**TEXT EXCERPT**
The project will bring together the expertise of three Belgian teams which have excellence in ocean and atmosphere modelling (ASTR-UCL at the Université Catholique de Louvain), global carbon-cycle modelling (ULg-LPAP at the Université de Liège), and modelling of the continental cryosphere (VUB-DGGF at the Vrije Universiteit Brussel). The work of these teams is well embedded in international research programmes or networks. We will build a community model that will be accessible by all of the three teams on a single computer environment to perform numerical simulations of the climate system during the third millennium.

(Some records)
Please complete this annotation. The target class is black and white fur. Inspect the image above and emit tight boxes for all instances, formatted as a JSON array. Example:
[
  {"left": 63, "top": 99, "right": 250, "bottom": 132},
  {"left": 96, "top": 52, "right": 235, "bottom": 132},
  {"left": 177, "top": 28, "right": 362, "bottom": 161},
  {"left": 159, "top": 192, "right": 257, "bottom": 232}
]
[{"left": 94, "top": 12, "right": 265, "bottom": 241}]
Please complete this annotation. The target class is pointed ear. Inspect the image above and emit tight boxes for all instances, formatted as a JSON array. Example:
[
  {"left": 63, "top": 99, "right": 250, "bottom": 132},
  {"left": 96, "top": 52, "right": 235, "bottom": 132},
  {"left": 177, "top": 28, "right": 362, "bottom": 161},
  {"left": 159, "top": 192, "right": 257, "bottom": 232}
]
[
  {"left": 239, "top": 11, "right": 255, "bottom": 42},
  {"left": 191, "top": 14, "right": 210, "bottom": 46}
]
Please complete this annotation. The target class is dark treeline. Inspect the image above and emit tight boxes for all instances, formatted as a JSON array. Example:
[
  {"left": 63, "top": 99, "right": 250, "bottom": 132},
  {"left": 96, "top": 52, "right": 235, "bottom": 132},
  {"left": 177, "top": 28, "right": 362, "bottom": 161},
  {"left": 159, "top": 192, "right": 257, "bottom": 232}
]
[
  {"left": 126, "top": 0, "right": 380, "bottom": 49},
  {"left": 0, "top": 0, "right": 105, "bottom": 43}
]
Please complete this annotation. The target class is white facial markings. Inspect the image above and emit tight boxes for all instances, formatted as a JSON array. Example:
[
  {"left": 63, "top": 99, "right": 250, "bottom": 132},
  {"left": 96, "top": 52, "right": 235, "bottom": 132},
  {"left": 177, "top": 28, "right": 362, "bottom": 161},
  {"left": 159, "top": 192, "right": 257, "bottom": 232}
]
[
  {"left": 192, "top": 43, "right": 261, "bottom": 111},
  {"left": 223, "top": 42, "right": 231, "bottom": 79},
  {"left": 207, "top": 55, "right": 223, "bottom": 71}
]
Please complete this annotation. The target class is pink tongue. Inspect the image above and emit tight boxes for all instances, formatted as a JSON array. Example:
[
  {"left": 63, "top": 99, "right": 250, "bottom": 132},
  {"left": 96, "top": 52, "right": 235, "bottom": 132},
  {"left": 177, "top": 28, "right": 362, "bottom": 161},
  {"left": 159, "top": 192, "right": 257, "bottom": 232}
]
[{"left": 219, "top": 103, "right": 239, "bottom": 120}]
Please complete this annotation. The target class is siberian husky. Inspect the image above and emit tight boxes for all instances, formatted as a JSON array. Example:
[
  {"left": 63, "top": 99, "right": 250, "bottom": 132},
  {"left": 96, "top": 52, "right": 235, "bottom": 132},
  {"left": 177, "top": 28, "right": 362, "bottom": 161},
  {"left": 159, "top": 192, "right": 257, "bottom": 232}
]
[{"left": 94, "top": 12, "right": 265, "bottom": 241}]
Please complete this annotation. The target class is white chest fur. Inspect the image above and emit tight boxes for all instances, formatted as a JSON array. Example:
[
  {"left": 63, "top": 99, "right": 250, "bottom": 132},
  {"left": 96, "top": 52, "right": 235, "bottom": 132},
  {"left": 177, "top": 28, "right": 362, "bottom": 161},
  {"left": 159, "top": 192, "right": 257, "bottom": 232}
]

**GIVEN INSTRUCTION A**
In the project description, which team brings expertise in modelling of the continental cryosphere?
**GIVEN INSTRUCTION B**
From the project description, reproduce the passage between "The project will" and "the third millennium.", inclusive.

**EXERCISE SOLUTION A**
VUB-DGGF at the Vrije Universiteit Brussel.

**EXERCISE SOLUTION B**
The project will bring together the expertise of three Belgian teams which have excellence in ocean and atmosphere modelling (ASTR-UCL at the Université Catholique de Louvain), global carbon-cycle modelling (ULg-LPAP at the Université de Liège), and modelling of the continental cryosphere (VUB-DGGF at the Vrije Universiteit Brussel). The work of these teams is well embedded in international research programmes or networks. We will build a community model that will be accessible by all of the three teams on a single computer environment to perform numerical simulations of the climate system during the third millennium.